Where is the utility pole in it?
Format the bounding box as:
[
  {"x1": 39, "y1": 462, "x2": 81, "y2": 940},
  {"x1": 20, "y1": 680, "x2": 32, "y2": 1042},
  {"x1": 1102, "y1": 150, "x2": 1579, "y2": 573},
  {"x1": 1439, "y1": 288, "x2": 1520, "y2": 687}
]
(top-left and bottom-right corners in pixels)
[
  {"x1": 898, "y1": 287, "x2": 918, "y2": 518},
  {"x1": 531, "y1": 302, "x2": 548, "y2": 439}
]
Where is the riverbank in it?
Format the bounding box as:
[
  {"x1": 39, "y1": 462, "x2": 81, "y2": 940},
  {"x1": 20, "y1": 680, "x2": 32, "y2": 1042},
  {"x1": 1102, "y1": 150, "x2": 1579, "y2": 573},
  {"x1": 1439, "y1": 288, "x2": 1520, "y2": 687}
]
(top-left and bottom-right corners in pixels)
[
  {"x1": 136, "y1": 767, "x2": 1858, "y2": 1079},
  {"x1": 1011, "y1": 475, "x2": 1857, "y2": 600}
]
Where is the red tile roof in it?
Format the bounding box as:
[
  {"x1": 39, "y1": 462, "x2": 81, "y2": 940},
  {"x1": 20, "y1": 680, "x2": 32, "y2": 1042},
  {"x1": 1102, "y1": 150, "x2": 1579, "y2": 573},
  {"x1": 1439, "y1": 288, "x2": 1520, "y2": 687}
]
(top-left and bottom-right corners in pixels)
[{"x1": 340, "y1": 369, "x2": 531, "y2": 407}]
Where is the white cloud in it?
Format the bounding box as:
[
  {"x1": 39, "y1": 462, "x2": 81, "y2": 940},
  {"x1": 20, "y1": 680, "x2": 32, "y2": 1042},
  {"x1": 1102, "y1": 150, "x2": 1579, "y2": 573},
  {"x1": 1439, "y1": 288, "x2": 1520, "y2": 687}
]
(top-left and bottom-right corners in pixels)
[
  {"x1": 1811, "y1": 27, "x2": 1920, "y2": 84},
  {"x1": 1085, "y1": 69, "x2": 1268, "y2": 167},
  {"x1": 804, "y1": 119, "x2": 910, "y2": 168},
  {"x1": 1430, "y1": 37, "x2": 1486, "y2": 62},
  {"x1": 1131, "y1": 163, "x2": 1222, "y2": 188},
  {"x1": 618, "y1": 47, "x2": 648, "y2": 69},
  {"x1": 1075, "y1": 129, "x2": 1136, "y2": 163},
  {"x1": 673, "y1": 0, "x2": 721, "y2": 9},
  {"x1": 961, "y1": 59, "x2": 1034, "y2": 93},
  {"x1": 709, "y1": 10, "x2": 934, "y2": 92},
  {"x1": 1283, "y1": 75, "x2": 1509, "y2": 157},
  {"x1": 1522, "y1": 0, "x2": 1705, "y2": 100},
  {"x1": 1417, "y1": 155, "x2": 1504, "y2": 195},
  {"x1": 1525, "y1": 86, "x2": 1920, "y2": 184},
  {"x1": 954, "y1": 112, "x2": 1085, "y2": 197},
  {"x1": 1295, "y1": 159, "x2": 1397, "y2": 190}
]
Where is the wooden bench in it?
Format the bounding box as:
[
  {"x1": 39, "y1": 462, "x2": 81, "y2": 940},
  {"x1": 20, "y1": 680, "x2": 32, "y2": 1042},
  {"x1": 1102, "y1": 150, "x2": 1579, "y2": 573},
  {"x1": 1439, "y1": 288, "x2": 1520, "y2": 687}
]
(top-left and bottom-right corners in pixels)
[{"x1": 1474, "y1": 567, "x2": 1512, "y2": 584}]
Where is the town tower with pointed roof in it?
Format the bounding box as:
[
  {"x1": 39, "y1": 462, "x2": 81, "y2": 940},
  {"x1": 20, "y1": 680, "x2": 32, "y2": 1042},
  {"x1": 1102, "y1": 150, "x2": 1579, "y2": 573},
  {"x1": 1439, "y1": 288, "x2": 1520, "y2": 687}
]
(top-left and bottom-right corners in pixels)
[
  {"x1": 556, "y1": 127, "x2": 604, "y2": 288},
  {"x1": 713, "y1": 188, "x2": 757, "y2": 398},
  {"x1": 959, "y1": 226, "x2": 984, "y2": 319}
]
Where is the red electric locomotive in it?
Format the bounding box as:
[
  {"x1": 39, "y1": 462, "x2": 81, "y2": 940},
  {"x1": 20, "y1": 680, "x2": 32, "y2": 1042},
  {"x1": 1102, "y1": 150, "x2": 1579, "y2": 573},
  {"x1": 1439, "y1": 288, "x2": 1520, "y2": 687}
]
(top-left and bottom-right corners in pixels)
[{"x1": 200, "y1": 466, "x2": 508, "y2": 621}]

DESCRIPTION OF THE TASK:
Search the data for "Where". Copy every matching line.

RESPONSE TO THE TASK:
Where is the utility pole in it?
Where is the riverbank in it?
Where is the red tile roof in it?
Where is the white cloud in it?
Where is the wooden bench in it?
Where is the town tower with pointed roof in it?
Where is the red electric locomotive in it?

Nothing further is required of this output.